WHAT IS REQUIRED | Reproduce the listing below verbatim, line for line.

# Start of DATA ROWS

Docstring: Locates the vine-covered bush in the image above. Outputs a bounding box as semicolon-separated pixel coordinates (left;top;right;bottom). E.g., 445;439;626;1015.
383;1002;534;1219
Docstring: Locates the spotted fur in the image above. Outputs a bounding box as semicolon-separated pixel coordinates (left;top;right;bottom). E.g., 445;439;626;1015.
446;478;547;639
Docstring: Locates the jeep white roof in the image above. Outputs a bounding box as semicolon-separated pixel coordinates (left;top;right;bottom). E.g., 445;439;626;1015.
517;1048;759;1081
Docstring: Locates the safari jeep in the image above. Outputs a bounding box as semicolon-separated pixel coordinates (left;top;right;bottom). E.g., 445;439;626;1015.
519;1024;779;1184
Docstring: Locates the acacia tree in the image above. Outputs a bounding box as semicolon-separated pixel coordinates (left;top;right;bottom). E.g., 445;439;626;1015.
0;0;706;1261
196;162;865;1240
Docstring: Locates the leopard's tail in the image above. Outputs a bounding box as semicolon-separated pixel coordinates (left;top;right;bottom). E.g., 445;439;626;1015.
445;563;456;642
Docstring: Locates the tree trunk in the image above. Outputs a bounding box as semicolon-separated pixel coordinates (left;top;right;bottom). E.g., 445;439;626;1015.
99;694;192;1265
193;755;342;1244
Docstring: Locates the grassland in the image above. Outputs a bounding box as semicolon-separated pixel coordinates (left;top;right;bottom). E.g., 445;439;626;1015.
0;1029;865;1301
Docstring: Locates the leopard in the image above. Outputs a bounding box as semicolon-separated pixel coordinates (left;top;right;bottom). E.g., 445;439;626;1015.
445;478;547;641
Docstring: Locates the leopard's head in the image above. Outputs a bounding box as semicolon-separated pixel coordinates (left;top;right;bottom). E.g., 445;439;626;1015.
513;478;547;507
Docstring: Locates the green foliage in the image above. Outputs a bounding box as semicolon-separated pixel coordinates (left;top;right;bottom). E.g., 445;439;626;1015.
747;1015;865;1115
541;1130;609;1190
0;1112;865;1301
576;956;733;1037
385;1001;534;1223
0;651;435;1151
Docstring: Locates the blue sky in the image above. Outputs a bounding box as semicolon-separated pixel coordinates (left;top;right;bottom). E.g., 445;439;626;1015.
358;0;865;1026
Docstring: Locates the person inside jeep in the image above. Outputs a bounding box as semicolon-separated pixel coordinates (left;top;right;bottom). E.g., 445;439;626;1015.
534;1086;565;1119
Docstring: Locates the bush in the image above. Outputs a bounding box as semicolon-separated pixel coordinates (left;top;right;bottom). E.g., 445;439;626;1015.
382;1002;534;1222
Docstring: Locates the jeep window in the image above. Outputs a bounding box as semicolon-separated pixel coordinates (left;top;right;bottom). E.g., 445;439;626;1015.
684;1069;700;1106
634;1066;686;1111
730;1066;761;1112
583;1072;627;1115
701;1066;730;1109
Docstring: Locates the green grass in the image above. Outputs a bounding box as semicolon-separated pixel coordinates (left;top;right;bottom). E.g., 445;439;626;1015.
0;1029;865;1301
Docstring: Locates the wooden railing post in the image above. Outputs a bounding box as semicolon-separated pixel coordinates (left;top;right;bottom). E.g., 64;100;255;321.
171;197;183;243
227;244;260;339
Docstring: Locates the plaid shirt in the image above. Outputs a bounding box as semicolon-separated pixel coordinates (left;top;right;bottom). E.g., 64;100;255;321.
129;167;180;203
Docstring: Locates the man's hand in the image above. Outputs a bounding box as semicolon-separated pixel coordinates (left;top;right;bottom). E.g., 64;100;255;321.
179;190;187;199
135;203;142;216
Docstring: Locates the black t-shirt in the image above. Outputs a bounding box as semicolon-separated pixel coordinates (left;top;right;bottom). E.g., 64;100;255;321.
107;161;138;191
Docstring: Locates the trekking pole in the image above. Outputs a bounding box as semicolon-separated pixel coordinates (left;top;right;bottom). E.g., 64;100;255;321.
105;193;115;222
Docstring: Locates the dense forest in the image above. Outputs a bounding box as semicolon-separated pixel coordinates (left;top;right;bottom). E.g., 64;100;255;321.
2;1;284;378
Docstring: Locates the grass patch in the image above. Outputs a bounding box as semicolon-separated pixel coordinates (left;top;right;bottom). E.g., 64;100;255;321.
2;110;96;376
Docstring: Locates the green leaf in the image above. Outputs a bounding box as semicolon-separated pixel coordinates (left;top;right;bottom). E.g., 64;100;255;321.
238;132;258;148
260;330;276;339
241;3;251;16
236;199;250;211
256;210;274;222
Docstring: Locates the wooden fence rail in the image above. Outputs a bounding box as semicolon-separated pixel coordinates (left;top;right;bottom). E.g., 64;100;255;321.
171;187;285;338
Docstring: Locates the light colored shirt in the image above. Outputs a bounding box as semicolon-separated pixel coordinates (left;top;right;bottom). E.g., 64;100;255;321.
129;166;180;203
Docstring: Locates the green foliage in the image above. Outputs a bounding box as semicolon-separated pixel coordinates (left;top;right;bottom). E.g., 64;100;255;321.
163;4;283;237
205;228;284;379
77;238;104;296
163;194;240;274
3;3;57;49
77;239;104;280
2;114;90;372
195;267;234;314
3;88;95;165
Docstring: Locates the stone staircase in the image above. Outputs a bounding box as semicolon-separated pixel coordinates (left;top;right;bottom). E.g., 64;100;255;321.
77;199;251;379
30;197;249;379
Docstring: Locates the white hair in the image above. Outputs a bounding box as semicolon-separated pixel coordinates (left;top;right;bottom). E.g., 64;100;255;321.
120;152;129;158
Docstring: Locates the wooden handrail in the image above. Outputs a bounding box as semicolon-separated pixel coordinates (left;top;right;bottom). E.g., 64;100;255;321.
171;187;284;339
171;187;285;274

# End of DATA ROWS

FINISHED TASK |
Docstring: Locates the vine-covered bush in the image above. Outputs a bounding box as semicolon-separated pixel coordinates (left;top;right;bottom). E.g., 445;439;626;1015.
383;1002;534;1219
Docstring: Locates the spotted fur in the image above. Outputs a bounding box as semicolon-separated pixel coordinates (left;top;right;bottom). E.g., 445;439;626;1015.
446;478;547;639
Docstring: Locates the jeep white roof in the image above. Outputs a bounding box as semicolon-separated pixel coordinates (left;top;right;bottom). E.g., 445;439;626;1015.
517;1048;759;1081
Docstring: Locates the safari jeep in the image above. Outputs a bounding box as semicolon-separated pixel coordinates (left;top;right;bottom). E.g., 445;439;626;1015.
519;1024;779;1184
Docstring: Locates the acacia tree in the image above. Outputs a bounding box as semicolon-separated pixel coordinates (left;top;right;bottom). E.g., 445;439;626;1015.
0;0;706;1261
196;162;865;1240
Docstring: Locates the leopard's tail in the image above. Outputs a bounding box as semicolon-separated pixel coordinates (left;top;right;bottom). E.g., 445;439;626;1015.
445;563;456;642
Docstring: Locates the tree trunk in the image above. Outputs a bounding box as semicolon-separated pixel coordinates (left;top;right;bottom). E.g., 445;439;626;1015.
99;694;192;1265
193;755;342;1244
Docstring: Locates the grassland in the image above. Outputs a bounding box as semicolon-separated pixel coordinates (left;top;right;bottom). E.g., 445;439;626;1015.
0;1029;865;1301
Docstring: Locates the leopard in the image above. Outputs a bounding box as semicolon-separated pixel coordinates (left;top;right;bottom). E.g., 445;439;626;1015.
445;478;547;641
Docstring: Locates the leopard's head in the image above. Outputs a bounding box as semicolon-separated pixel coordinates (left;top;right;bottom). E.g., 445;439;626;1015.
513;478;547;507
Docstring: Locates the green foliage in the image above. Outputs a bounding box as semicolon-separated pixel coordinates (left;top;right;bottom). E.g., 445;439;626;1015.
747;1015;865;1115
541;1130;609;1190
0;1112;865;1301
576;956;733;1037
385;1001;534;1223
0;651;435;1151
Docstring: Locates the blue sky in the image above. Outputs a bounding box as semicolon-separated pixel coordinates (left;top;right;bottom). E.g., 445;439;626;1015.
358;0;865;1026
Docstring: Locates the person inside jeep in the image above. Outputs a bounding box as semicolon-separated pixel coordinates (left;top;right;bottom). E.g., 445;439;626;1015.
534;1086;565;1119
Docstring: Locates the bush in the image above. Outputs a bounding box as semicolon-separated pixel coordinates (left;top;right;bottom). E.g., 445;439;626;1015.
382;1002;534;1222
Docstring: Locates the jeep window in the image above. Outputs a bounding box as semicolon-separated pixel coordinates (left;top;right;bottom). E.g., 445;439;626;1015.
684;1069;700;1106
634;1066;686;1111
730;1066;761;1112
583;1072;627;1115
701;1066;730;1109
Docstring: Locates the green grass in the image above. Outputs a bounding box as semicolon-separated pixel coordinates (left;top;right;bottom). E.g., 445;439;626;1015.
0;1029;865;1301
Docstring: Locates the wooden railing post in the image above. Outputs a bounding box as semicolon-separated pixel coordinates (left;top;right;bottom). E.g., 64;100;255;321.
171;197;183;243
227;244;260;339
Docstring: Locates the plaid shirt in the image above. Outputs a bounding box as semicolon-separated pixel coordinates (left;top;right;bottom). E.g., 64;100;255;321.
129;167;180;203
Docstring: Locates the man's hand in the image above. Outputs a bounding box as semicolon-separated pixel coordinates (left;top;right;bottom). E.g., 64;100;255;321.
179;190;187;199
135;203;142;216
Docstring: Locates the black t-shirt in the image above. Outputs a bounding box as semicolon-separated pixel coordinates (left;top;right;bottom). E.g., 64;100;255;321.
107;161;138;191
Docstring: Locates the trekking pole in the image above. Outputs a bounding box as semicolon-separated pixel coordinates (left;top;right;bottom). E.g., 64;100;255;321.
105;193;115;222
Docstring: Locates the dense forest in the image above. Outputs a bounding box as semicolon-separated pixel coordinates (left;top;right;bottom). E.g., 64;100;255;321.
2;1;284;378
Docstring: Locates the grass patch in the image above. Outputs a bounding box as semicolon-separated pixel coordinates (left;top;right;bottom). E.g., 64;100;255;321.
2;110;96;376
Docstring: Locates the green leaf in the image above. Outputs a bounding box as semicolon-separated pixel coordinates (left;top;right;bottom). E.g., 64;100;255;321.
238;132;258;148
260;330;276;339
241;3;251;16
236;199;250;211
256;210;274;222
Docstring: Locates the wooden fence rail in the image above. Outputs a bounding box as semicolon-separated pixel coordinates (left;top;right;bottom). E.g., 64;100;255;321.
171;187;285;338
Docstring: Locates the light colored shirt in the image above. Outputs a bounding box as semicolon-separated pixel coordinates (left;top;right;bottom). E.g., 64;100;255;321.
129;166;180;203
Docstring: Locates the green foliage in the image above. Outputs a bounding box as semicolon-separated pixel coordinates (left;top;right;bottom). E.g., 64;100;255;321.
163;4;283;237
205;228;284;379
77;238;104;296
163;194;240;274
3;3;57;49
77;239;104;280
2;114;90;372
195;267;234;314
3;88;95;165
Docstring: Locates the stone staircase in the image above. Outputs a bounding box as semicolon-separated pixel coordinates (left;top;right;bottom). E.g., 64;100;255;321.
77;199;251;379
30;197;249;379
Docstring: Locates the white hair in the image above. Outputs a bounding box as semicolon-separated pixel coordinates (left;top;right;bottom). E.g., 64;100;255;321.
120;152;129;158
Docstring: Locates the wooden handrail in the image above. Outputs a bounding box as semicolon-separated pixel coordinates (left;top;right;bottom). E.g., 64;100;255;321.
171;187;284;339
171;187;285;274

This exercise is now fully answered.